**Objective**.
Render the records from the line containing "Pinpoint dark shadow" up to and including the line containing "77 54 173 72" as a Markdown table with the columns Index and Entry. Number each line in Index, put its text in Entry, and omit blank lines.

Start Extracted information

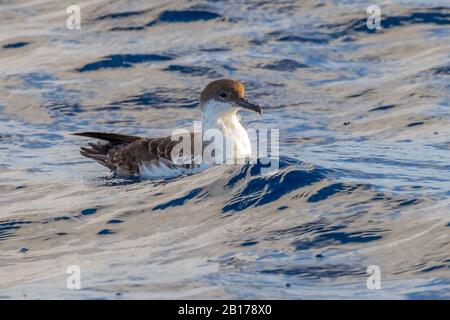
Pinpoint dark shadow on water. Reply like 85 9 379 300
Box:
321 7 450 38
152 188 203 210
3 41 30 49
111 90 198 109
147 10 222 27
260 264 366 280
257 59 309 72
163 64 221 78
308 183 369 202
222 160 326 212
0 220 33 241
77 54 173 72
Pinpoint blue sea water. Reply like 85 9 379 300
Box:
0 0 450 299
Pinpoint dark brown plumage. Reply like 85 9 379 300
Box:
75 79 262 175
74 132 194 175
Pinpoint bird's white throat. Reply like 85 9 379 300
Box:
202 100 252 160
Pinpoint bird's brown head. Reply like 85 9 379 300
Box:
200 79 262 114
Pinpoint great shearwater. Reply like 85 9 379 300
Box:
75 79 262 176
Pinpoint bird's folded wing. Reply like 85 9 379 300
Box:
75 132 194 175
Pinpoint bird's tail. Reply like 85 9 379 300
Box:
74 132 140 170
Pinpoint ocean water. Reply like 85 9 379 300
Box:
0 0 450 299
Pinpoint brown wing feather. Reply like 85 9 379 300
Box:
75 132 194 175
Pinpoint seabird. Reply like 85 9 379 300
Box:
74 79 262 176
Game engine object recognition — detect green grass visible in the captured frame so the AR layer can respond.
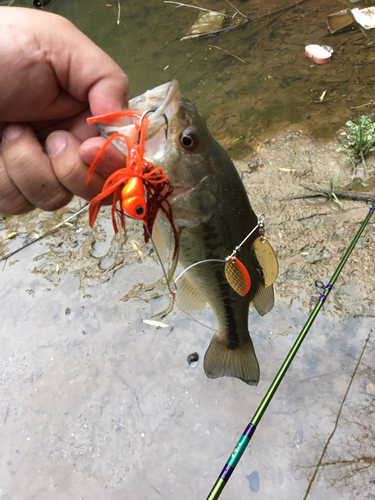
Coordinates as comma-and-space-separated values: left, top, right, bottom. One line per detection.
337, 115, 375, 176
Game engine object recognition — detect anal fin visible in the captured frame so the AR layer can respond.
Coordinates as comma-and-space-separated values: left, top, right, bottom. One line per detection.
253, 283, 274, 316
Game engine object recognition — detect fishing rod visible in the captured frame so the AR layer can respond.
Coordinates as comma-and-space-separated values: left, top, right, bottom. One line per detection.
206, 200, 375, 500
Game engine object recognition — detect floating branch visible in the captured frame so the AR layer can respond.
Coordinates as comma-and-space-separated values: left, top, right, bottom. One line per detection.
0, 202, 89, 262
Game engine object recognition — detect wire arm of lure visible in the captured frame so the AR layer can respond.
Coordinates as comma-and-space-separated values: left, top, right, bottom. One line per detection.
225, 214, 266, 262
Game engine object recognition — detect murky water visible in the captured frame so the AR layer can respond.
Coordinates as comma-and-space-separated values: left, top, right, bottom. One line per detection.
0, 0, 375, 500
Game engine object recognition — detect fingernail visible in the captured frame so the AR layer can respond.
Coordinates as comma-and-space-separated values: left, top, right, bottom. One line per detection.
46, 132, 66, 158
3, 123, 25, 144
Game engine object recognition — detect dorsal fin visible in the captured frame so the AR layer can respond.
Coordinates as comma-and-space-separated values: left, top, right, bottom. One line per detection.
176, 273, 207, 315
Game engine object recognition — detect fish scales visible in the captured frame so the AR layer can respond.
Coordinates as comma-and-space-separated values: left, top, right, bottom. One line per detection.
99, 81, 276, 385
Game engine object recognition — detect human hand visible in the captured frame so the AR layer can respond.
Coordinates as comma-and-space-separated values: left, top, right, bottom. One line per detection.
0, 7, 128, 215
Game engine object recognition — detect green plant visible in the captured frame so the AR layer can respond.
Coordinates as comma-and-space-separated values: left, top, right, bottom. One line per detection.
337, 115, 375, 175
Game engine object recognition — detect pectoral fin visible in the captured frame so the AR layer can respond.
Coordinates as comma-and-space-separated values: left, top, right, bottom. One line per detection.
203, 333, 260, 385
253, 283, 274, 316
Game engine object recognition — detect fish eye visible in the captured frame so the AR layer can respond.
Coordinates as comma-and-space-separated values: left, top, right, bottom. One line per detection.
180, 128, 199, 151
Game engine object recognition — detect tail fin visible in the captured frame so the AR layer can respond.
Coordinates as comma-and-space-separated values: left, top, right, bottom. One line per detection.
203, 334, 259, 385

End Extracted information
Start Extracted information

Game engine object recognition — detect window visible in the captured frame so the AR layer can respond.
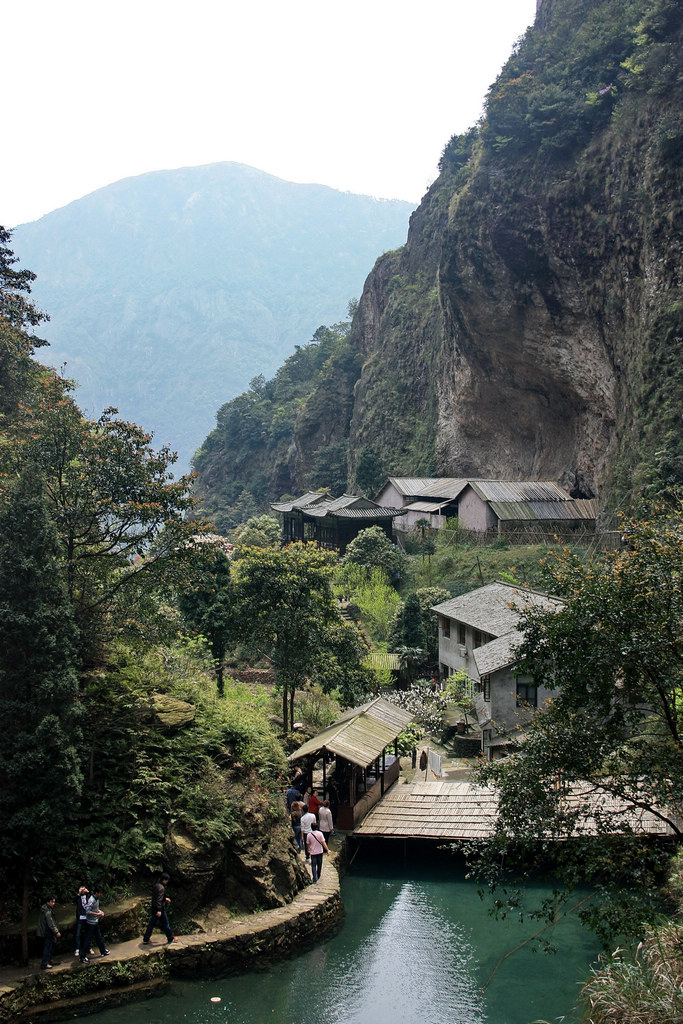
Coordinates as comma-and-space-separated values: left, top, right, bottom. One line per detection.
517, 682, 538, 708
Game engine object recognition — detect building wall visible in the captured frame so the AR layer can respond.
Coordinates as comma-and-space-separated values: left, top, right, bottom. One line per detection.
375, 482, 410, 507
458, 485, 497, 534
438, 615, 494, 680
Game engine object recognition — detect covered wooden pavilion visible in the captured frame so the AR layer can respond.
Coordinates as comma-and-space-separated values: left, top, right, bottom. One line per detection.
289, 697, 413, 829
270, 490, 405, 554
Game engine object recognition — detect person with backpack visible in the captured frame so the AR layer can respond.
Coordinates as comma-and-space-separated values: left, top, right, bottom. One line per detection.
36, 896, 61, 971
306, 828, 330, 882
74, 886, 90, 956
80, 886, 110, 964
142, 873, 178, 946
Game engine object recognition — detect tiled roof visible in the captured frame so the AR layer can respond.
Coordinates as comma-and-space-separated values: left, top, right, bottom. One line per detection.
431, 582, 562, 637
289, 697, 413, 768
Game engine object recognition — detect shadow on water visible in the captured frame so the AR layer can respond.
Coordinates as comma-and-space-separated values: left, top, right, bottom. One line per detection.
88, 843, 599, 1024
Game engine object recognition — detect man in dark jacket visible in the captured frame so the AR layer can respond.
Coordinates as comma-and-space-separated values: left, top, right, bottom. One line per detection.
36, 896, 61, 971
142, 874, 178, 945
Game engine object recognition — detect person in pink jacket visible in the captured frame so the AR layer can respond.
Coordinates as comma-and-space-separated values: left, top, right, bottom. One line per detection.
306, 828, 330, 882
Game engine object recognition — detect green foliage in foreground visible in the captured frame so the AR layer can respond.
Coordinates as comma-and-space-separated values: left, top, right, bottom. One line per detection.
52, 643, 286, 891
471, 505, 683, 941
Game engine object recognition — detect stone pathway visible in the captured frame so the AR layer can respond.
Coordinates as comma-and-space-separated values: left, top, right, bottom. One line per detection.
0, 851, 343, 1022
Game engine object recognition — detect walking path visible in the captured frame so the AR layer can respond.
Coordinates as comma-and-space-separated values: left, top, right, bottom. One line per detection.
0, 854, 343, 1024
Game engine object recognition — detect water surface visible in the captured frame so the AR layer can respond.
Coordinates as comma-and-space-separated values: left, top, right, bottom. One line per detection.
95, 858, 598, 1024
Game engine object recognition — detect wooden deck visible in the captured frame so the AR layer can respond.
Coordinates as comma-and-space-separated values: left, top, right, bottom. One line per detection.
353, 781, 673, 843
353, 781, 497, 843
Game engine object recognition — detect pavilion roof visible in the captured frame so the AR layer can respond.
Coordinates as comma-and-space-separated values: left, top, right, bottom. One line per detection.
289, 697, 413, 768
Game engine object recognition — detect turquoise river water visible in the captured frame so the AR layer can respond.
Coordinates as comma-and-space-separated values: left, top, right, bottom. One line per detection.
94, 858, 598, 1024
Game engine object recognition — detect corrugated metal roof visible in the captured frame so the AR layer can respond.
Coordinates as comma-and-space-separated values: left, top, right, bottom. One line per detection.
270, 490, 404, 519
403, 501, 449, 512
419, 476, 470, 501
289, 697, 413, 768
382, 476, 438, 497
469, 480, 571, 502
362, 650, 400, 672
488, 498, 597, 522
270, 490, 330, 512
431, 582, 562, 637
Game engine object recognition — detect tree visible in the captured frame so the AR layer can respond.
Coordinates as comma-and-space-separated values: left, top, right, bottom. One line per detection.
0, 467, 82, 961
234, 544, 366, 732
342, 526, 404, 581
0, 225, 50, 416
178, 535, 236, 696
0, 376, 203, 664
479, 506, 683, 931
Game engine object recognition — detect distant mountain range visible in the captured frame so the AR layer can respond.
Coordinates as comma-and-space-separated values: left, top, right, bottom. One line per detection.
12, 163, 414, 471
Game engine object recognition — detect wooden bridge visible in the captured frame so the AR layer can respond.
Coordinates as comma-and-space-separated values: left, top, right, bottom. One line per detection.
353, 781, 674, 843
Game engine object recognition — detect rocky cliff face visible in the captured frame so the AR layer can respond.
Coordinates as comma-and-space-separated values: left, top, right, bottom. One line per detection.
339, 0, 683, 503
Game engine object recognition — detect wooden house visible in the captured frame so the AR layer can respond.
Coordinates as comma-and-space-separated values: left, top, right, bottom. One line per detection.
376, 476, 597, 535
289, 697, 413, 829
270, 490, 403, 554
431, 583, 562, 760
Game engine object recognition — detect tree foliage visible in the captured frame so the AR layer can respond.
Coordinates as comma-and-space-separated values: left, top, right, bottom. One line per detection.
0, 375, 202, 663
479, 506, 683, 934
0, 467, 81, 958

End Extracted information

**Solved problem**.
| Index | Entry |
|---|---|
| 1 | Pinpoint dark shadow on water. Reply like 85 9 379 300 |
| 2 | Box: |
| 3 | 321 7 450 38 |
| 4 | 152 188 203 210 |
| 5 | 3 41 30 49 |
| 6 | 111 90 198 109 |
| 7 | 147 10 222 27 |
| 8 | 260 264 366 280 |
| 9 | 257 59 309 72 |
| 10 | 163 64 221 78 |
| 11 | 308 183 369 202 |
| 12 | 222 160 326 212 |
| 13 | 0 220 33 241 |
| 14 | 77 54 173 72 |